▸ **Data provided**:

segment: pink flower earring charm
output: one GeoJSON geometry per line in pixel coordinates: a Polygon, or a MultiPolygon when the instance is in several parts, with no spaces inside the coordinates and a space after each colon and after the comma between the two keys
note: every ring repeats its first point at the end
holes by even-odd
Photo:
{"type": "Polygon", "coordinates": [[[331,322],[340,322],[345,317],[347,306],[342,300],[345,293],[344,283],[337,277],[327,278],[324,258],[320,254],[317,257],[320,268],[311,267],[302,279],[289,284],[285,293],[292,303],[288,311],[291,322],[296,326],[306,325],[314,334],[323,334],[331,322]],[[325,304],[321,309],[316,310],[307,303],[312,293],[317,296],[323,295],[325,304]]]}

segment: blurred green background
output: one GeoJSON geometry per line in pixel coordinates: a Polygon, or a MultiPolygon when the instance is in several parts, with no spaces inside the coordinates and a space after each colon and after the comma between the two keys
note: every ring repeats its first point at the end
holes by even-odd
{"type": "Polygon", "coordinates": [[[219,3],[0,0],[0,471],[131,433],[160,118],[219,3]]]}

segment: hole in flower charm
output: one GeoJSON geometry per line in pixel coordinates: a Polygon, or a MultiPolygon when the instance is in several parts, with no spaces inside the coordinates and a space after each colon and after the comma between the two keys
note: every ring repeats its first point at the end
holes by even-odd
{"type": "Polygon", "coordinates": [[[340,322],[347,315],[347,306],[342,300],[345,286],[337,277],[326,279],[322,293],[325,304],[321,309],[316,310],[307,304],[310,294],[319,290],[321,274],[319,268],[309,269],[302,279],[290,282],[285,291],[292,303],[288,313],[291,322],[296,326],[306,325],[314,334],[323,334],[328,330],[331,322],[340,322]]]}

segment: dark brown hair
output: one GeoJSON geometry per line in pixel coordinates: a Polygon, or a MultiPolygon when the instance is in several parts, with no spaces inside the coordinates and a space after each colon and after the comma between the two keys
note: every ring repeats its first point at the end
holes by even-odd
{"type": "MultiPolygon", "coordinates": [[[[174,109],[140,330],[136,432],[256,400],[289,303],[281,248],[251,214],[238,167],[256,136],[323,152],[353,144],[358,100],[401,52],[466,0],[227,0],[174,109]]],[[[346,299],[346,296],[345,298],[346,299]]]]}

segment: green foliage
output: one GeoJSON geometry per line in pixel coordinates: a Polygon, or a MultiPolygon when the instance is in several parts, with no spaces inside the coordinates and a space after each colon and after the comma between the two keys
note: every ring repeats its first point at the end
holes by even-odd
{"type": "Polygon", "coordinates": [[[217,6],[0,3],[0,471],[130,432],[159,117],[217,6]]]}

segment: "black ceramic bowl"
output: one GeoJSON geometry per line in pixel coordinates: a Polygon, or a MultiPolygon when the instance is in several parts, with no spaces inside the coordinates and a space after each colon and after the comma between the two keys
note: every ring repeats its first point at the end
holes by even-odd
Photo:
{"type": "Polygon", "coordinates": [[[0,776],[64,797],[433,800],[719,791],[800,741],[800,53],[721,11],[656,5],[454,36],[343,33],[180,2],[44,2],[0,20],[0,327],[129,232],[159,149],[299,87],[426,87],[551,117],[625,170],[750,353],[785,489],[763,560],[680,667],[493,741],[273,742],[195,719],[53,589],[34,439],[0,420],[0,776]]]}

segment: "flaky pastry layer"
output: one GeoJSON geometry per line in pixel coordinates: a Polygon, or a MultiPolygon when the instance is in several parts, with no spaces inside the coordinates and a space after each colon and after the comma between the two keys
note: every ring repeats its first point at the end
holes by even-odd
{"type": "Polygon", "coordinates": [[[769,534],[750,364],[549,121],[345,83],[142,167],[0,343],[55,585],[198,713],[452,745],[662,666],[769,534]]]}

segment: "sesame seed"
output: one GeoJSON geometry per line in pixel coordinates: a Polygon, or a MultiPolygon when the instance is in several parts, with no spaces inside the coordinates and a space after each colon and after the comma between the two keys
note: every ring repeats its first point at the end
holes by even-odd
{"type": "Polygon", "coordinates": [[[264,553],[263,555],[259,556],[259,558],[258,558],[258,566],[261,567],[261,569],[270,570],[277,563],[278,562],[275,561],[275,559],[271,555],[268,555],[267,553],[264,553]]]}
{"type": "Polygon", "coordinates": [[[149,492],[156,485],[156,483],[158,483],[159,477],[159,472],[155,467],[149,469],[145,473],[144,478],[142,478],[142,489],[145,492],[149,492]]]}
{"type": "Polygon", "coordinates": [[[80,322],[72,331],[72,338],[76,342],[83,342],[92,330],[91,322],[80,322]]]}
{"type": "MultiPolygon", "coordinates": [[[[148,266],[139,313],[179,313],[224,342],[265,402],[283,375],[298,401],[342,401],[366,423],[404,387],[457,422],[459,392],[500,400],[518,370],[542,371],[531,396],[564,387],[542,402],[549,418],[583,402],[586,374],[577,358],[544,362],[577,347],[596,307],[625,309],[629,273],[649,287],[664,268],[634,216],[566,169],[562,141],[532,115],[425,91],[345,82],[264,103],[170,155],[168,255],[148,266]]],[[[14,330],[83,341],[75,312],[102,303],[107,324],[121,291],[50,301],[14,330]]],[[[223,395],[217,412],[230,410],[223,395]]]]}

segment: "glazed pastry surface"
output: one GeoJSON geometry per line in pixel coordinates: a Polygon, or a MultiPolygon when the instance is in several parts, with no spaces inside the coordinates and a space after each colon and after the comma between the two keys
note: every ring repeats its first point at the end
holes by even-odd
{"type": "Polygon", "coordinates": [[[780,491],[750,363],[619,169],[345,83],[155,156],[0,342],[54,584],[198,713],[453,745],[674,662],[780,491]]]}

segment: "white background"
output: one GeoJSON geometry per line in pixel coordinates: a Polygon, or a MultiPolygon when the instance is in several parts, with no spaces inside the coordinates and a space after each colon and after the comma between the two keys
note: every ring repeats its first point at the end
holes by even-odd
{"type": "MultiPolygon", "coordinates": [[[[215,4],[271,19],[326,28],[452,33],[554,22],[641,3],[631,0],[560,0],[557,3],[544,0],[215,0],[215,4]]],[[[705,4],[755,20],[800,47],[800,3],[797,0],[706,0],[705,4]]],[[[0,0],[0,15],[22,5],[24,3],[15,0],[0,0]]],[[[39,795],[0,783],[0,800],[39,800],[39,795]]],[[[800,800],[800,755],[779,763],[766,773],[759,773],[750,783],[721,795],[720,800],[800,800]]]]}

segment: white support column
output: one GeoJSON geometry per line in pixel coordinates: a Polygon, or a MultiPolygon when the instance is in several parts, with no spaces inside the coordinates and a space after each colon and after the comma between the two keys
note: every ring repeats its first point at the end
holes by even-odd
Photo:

▸ **What you will do**: Copy out the full set of records precisely, leaving nothing out.

▸ **Task answer**:
segment: pink flower earring charm
output: one GeoJSON geometry per line in pixel coordinates: a Polygon, or a MultiPolygon when the instance is in several parts, with no spaces inside the coordinates and a space after each colon and after the comma between the two keys
note: every ring repeats its first point at the end
holes by even-odd
Photo:
{"type": "Polygon", "coordinates": [[[331,322],[340,322],[345,317],[347,306],[342,300],[345,293],[344,283],[337,277],[327,278],[324,258],[320,254],[317,257],[320,268],[311,267],[302,279],[289,284],[285,293],[292,303],[288,311],[291,322],[296,326],[306,325],[314,334],[323,334],[331,322]],[[325,304],[321,309],[316,310],[307,303],[312,293],[317,296],[323,295],[325,304]]]}

segment: blurred green background
output: one GeoJSON geometry per line in pixel coordinates: a Polygon, or a MultiPolygon when the instance is in several parts, with no spaces inside the coordinates and a space after each colon and after the comma between the two keys
note: every ring repeats its first point at the end
holes by even-odd
{"type": "Polygon", "coordinates": [[[219,3],[0,0],[0,471],[131,433],[160,118],[219,3]]]}

segment: hole in flower charm
output: one GeoJSON geometry per line in pixel coordinates: a Polygon, or a MultiPolygon when the instance is in several parts, with no spaces inside the coordinates and a space after each colon and after the comma between the two keys
note: every ring repeats its first point at the end
holes by even-odd
{"type": "Polygon", "coordinates": [[[340,322],[347,315],[347,306],[342,300],[345,286],[337,277],[326,279],[322,293],[325,304],[321,309],[316,310],[307,304],[310,294],[319,290],[321,274],[319,268],[309,269],[302,279],[290,282],[285,291],[292,303],[288,313],[291,322],[296,326],[306,325],[314,334],[323,334],[328,330],[331,322],[340,322]]]}

segment: dark brown hair
output: one GeoJSON geometry per line in pixel coordinates: a Polygon, or a MultiPolygon when the instance is in several parts, with no spaces inside the coordinates and a space after each colon and after the comma between the two keys
note: every ring repeats its first point at the end
holes by even-odd
{"type": "MultiPolygon", "coordinates": [[[[174,109],[140,330],[136,432],[256,400],[289,303],[281,248],[251,214],[238,167],[256,136],[323,152],[353,144],[358,100],[401,52],[466,0],[227,0],[174,109]]],[[[346,299],[346,296],[345,298],[346,299]]]]}

segment: green foliage
output: one GeoJSON geometry per line in pixel coordinates: a Polygon, or a MultiPolygon when the instance is in several parts, with no spaces inside the coordinates and a space after each colon and after the comma between the two keys
note: every ring repeats its first point at the end
holes by even-odd
{"type": "Polygon", "coordinates": [[[217,6],[0,3],[0,471],[130,432],[159,117],[217,6]]]}

segment: "black ceramic bowl"
output: one GeoJSON geometry per line in pixel coordinates: a Polygon, or a MultiPolygon when the instance is in several parts, with no spaces inside the coordinates and a space after each colon and after the comma between the two keys
note: every ring repeats its first point at the end
holes by even-odd
Photo:
{"type": "Polygon", "coordinates": [[[0,776],[64,797],[433,800],[719,791],[800,741],[800,53],[721,11],[656,5],[454,36],[343,33],[180,2],[44,2],[0,20],[0,327],[129,232],[159,149],[299,87],[426,87],[551,117],[625,170],[750,353],[785,489],[763,560],[680,667],[493,741],[273,742],[195,719],[53,589],[34,439],[0,420],[0,776]]]}

segment: "flaky pastry layer"
output: one GeoJSON geometry per line in pixel coordinates: a Polygon, or a MultiPolygon when the instance is in several parts, with no spaces inside the coordinates and a space after each colon and after the comma between the two keys
note: every ring repeats its first point at the end
holes by even-odd
{"type": "Polygon", "coordinates": [[[769,534],[750,364],[549,121],[345,83],[142,167],[0,343],[55,585],[198,713],[452,745],[662,666],[769,534]]]}

segment: "sesame seed"
output: one GeoJSON geometry per line in pixel coordinates: a Polygon, or a MultiPolygon when the instance is in several parts, with no spaces inside the coordinates and a space after each colon and after the comma between the two keys
note: every ring repeats its first point at the end
holes by even-odd
{"type": "Polygon", "coordinates": [[[264,553],[263,555],[259,556],[259,558],[258,558],[258,566],[261,567],[261,569],[270,570],[277,563],[278,562],[275,561],[275,559],[271,555],[268,555],[267,553],[264,553]]]}
{"type": "Polygon", "coordinates": [[[149,492],[156,485],[156,483],[158,483],[159,477],[159,472],[155,467],[149,469],[145,473],[144,478],[142,478],[142,489],[145,492],[149,492]]]}
{"type": "Polygon", "coordinates": [[[80,322],[72,331],[72,338],[76,342],[83,342],[92,330],[91,322],[80,322]]]}
{"type": "MultiPolygon", "coordinates": [[[[148,266],[139,313],[179,313],[224,342],[265,402],[283,375],[298,401],[342,401],[366,423],[404,387],[457,422],[459,392],[500,400],[518,370],[542,371],[531,396],[564,387],[542,402],[549,418],[583,402],[586,374],[577,358],[544,362],[577,347],[596,307],[625,309],[629,273],[649,287],[664,268],[634,216],[566,169],[562,141],[532,115],[425,91],[345,82],[264,103],[170,155],[168,255],[148,266]]],[[[14,330],[83,341],[75,312],[102,303],[107,324],[121,291],[50,301],[14,330]]],[[[223,395],[217,412],[230,410],[223,395]]]]}

segment: "glazed pastry surface"
output: one GeoJSON geometry per line in pixel coordinates: a Polygon, or a MultiPolygon when the instance is in several parts, with no spaces inside the coordinates and a space after each colon and after the comma between the two keys
note: every ring repeats its first point at the end
holes by even-odd
{"type": "Polygon", "coordinates": [[[780,491],[750,363],[619,169],[345,83],[155,156],[0,342],[54,584],[198,713],[453,745],[674,662],[780,491]]]}

segment: "white background"
output: one GeoJSON geometry per line in pixel coordinates: a Polygon, or a MultiPolygon when the instance is in several parts, with no spaces inside the coordinates and a space after each colon and after the comma between the two keys
note: every ring repeats its first point at the end
holes by even-odd
{"type": "MultiPolygon", "coordinates": [[[[215,4],[271,19],[326,28],[452,33],[554,22],[641,3],[631,0],[560,0],[557,3],[544,0],[215,0],[215,4]]],[[[705,4],[755,20],[800,47],[800,3],[797,0],[706,0],[705,4]]],[[[0,0],[0,15],[22,5],[24,3],[15,0],[0,0]]],[[[39,795],[0,783],[0,800],[39,800],[39,795]]],[[[800,800],[800,755],[779,763],[766,773],[759,773],[750,783],[721,795],[720,800],[800,800]]]]}

segment: white support column
output: one GeoJSON geometry per line in pixel coordinates: a Polygon, or a MultiPolygon when the instance is in several parts, with no spaces inside the coordinates and a space after each colon and after the comma between the two keys
note: every ring repeats its first point at the end
holes by even-odd
Photo:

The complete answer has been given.